** start of Records for the exercise **
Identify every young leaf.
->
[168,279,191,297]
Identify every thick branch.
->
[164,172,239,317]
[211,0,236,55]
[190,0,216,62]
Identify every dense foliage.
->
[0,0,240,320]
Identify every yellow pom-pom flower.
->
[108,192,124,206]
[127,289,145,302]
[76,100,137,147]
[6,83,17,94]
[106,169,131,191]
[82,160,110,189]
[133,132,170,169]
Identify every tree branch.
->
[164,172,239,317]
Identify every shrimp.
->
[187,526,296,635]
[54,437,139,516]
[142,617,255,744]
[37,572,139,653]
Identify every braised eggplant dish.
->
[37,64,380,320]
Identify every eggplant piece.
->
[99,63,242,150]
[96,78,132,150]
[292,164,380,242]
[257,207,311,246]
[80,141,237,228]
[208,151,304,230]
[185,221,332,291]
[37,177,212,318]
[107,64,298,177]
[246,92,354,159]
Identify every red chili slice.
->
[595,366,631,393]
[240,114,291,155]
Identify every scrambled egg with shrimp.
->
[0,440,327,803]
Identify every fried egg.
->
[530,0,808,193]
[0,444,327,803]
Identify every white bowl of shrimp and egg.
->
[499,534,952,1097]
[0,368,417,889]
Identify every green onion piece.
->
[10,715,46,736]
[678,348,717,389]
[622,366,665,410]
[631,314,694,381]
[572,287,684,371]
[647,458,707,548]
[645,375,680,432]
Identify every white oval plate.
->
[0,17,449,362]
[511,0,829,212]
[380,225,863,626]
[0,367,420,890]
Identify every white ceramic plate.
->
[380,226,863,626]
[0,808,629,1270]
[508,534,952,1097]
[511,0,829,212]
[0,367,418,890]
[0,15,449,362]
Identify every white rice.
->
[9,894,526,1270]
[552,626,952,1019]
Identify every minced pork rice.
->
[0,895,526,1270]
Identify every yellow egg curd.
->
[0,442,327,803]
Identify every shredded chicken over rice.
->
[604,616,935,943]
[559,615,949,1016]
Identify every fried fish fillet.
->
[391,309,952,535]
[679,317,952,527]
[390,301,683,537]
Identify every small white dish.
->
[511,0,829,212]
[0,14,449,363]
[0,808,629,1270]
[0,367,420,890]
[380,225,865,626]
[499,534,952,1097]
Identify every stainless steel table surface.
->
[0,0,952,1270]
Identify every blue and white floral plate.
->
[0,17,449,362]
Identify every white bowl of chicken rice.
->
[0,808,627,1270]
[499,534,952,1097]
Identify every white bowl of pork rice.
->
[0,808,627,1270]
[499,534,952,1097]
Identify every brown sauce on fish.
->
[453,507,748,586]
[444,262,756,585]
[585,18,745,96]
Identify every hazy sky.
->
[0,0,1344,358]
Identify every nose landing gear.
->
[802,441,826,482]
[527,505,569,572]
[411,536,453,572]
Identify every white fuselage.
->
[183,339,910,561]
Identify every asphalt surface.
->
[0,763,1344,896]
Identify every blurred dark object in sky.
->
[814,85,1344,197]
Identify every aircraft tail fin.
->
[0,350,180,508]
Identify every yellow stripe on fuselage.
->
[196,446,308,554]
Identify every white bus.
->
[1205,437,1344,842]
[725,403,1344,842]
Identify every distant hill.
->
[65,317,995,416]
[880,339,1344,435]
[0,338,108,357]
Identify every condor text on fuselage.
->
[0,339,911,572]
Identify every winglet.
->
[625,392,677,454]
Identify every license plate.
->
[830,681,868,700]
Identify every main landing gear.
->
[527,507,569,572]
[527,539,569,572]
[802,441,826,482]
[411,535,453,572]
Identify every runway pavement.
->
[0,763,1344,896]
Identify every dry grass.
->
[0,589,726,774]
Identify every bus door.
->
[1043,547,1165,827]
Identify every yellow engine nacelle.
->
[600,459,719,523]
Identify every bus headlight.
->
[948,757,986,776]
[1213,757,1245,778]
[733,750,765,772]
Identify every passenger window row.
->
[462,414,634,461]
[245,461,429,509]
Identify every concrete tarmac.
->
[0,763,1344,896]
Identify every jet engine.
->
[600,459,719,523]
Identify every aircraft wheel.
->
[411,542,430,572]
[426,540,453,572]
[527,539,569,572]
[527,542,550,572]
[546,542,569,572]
** end of Records for the exercise **
Count the lines in the records that contain the string "yellow", matching case exactly. Give only the number.

Problem solution -
4